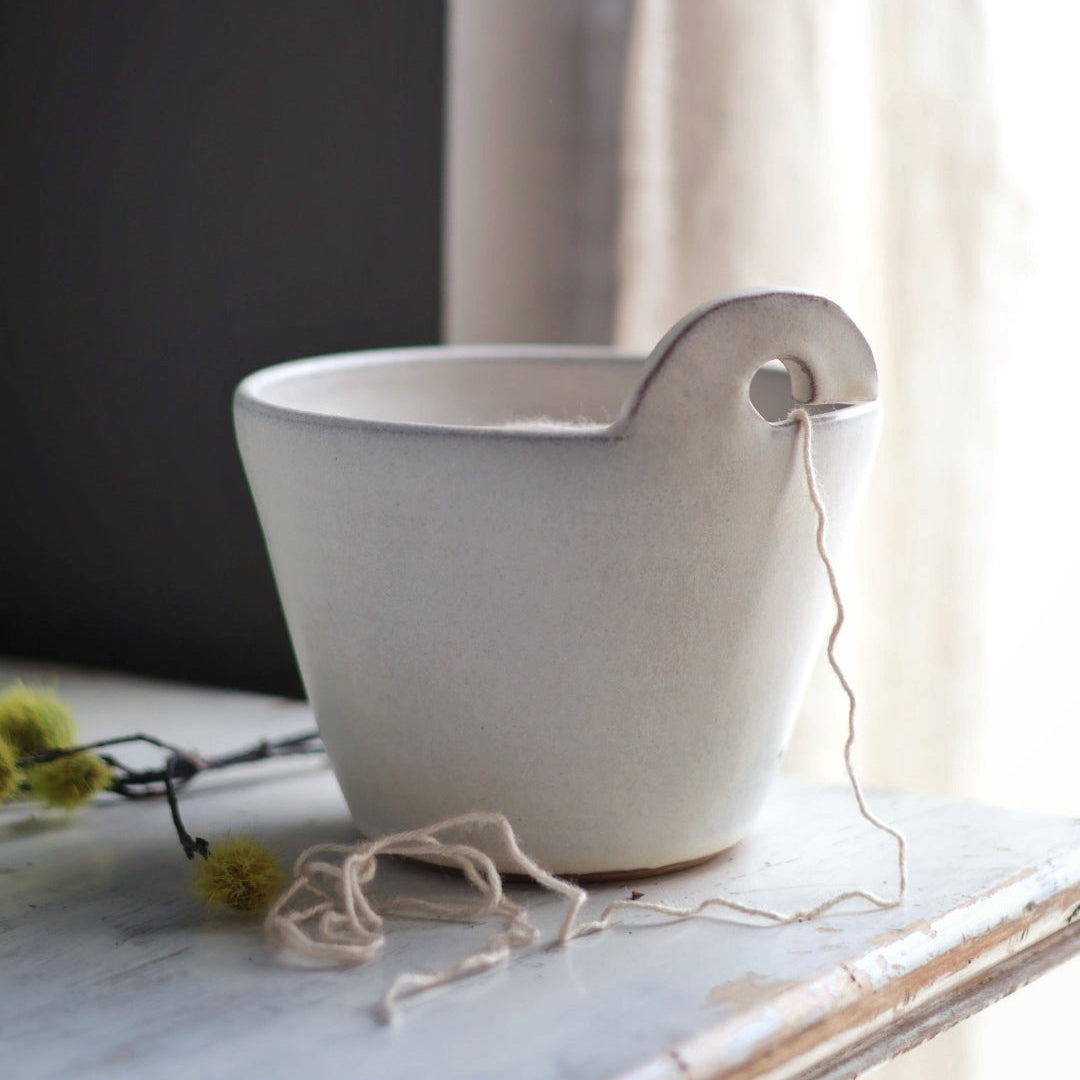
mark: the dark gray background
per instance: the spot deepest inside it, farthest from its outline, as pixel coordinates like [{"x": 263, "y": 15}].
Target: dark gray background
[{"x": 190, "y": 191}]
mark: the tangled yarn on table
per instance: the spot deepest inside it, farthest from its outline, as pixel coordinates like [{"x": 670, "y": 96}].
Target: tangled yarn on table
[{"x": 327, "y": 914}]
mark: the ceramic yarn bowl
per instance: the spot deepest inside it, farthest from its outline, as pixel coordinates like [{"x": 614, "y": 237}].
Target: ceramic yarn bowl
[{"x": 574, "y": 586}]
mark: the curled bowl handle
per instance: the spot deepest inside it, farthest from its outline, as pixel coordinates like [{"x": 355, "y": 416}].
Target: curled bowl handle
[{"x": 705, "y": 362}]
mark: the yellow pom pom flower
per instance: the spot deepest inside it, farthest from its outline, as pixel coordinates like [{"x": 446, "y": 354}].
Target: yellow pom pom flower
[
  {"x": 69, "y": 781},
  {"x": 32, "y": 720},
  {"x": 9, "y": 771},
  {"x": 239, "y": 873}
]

* * *

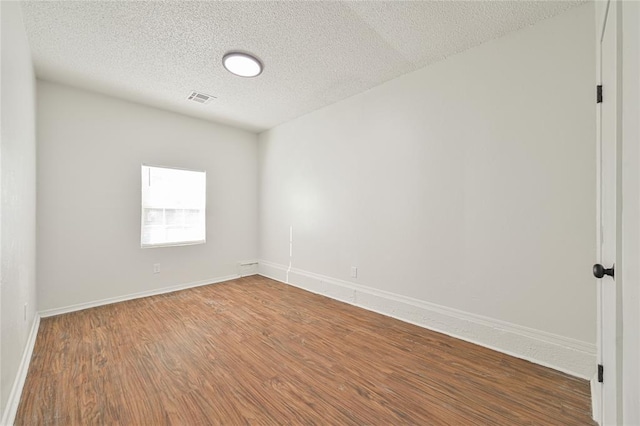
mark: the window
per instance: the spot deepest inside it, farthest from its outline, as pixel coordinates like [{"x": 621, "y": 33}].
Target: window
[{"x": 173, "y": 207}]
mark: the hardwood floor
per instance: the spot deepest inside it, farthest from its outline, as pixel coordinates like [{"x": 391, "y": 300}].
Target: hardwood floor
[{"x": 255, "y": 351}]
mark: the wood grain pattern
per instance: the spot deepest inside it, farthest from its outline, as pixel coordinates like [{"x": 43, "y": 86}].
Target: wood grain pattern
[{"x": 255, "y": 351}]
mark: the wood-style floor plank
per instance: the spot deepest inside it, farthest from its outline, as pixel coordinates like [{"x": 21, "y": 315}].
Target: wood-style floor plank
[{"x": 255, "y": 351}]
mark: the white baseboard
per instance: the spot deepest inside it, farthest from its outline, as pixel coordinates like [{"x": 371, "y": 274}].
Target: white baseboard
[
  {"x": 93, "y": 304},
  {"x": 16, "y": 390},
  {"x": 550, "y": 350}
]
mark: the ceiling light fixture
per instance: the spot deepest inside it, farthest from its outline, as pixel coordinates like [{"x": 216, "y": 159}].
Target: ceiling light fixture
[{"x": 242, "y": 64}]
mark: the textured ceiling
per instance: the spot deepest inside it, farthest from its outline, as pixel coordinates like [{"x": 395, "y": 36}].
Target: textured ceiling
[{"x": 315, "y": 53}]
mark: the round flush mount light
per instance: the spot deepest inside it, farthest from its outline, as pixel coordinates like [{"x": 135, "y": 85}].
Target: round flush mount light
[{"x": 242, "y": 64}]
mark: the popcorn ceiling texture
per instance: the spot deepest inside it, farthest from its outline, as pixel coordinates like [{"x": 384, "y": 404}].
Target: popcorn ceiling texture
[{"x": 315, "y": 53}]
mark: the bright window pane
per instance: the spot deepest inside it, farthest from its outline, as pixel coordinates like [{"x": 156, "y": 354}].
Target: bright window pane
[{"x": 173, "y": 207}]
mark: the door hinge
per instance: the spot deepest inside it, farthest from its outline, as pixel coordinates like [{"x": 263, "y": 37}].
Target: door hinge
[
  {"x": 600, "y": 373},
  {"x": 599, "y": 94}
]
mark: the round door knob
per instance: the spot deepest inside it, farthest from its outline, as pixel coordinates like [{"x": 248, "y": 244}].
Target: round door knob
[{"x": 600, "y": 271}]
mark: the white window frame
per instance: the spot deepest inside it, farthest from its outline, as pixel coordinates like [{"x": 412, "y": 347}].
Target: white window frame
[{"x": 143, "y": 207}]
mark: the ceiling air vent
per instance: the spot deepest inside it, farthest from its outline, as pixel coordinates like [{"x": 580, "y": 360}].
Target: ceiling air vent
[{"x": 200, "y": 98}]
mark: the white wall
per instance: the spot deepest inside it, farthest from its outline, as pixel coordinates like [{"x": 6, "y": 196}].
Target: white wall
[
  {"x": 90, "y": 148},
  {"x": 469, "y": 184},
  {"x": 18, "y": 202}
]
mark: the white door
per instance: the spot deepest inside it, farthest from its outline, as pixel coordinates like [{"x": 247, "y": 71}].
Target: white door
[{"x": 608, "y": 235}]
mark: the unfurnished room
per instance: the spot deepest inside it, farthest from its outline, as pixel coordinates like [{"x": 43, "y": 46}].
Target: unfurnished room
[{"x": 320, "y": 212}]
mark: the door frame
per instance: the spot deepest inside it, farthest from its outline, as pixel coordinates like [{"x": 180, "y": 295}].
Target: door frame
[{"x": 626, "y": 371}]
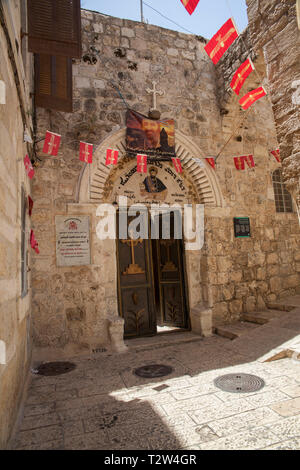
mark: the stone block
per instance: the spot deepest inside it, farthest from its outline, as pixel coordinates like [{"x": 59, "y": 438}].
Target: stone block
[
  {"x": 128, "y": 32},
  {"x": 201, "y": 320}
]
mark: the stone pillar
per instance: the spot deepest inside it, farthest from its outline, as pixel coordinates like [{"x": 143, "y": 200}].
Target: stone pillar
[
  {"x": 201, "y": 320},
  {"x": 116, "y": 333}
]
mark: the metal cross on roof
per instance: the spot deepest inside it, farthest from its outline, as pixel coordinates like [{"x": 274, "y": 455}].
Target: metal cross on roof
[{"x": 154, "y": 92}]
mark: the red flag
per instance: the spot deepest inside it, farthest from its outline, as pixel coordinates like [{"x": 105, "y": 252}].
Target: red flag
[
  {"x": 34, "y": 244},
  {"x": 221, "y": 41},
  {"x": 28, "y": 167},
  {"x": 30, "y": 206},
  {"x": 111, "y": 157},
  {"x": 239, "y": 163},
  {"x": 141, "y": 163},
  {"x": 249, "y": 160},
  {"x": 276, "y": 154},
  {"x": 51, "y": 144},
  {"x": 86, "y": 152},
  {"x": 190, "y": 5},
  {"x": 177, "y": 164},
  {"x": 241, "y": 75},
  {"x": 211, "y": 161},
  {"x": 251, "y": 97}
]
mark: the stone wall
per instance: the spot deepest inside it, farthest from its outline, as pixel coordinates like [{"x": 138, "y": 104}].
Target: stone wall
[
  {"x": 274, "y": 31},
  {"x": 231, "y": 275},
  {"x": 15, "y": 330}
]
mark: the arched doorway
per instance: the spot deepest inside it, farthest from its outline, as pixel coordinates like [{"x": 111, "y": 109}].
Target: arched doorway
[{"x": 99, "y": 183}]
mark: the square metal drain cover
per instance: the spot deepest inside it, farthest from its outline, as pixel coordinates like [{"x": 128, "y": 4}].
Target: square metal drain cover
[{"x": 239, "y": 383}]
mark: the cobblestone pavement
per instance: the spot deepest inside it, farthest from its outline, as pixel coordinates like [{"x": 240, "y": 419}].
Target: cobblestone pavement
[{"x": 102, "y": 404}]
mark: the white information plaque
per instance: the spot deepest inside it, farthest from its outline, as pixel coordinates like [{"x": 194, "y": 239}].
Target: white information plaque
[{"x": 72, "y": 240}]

:: PROBLEM ::
Only the lines above starting with the one with "mark: the dark gray background" and going through the one with "mark: the ceramic yarn bowl" are to be copied, word for word and with both ends kept.

:: ANSWER SPACE ::
mark: the dark gray background
per instance: the spot deepest inside it, farthest from its outline, as pixel coordinates like [{"x": 263, "y": 15}].
Target: dark gray background
[{"x": 190, "y": 191}]
mark: the tangled yarn on table
per instance: the spot deepest inside it, farthest from its outline, as pixel coordinates like [{"x": 670, "y": 96}].
Target: tangled yarn on table
[{"x": 327, "y": 914}]
mark: the ceramic yarn bowl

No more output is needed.